(Referring expression data)
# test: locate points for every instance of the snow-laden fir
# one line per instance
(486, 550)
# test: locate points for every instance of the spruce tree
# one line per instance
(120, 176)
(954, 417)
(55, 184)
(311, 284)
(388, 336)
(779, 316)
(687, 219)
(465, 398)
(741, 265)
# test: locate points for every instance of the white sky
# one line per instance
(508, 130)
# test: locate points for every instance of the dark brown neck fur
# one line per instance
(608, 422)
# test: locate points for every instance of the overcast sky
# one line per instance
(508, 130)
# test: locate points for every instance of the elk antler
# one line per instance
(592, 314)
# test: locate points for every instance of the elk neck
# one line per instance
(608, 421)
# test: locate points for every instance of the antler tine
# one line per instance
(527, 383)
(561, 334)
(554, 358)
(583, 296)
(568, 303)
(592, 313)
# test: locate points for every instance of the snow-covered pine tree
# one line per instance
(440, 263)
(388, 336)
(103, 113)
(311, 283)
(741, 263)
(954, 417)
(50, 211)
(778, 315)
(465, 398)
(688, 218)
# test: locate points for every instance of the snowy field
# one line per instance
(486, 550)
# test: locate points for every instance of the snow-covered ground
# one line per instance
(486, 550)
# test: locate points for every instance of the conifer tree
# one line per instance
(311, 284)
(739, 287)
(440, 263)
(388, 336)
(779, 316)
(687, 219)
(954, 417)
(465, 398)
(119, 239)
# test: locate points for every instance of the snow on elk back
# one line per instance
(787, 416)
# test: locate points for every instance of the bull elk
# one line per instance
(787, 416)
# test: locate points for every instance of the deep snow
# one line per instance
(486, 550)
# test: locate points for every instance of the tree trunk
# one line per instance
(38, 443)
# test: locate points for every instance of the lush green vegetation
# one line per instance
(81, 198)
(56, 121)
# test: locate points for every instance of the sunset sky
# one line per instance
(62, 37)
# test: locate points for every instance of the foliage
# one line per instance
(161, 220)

**What the task asks:**
Extract, exactly, the lines above that begin at the line containing "# test: locate points for every instance of the snow on" and end at the final line of the records; add no other text.

**Your solution:**
# test: locate points for every instance of the snow on elk back
# one line per instance
(787, 416)
# test: locate points for every instance of the bull elk
# one line per instance
(787, 416)
# test: locate points for every instance of the deep snow
# one line per instance
(486, 550)
# test: locate points for every instance of the tree trunk
# one line per instance
(38, 443)
# test: locate points for every instance of the lush green vegetation
# one line per instance
(81, 198)
(56, 121)
# test: locate points for every instance of the sunset sky
# one line per instance
(62, 37)
# test: locate points for every instance of the foliage
# one line per instance
(161, 220)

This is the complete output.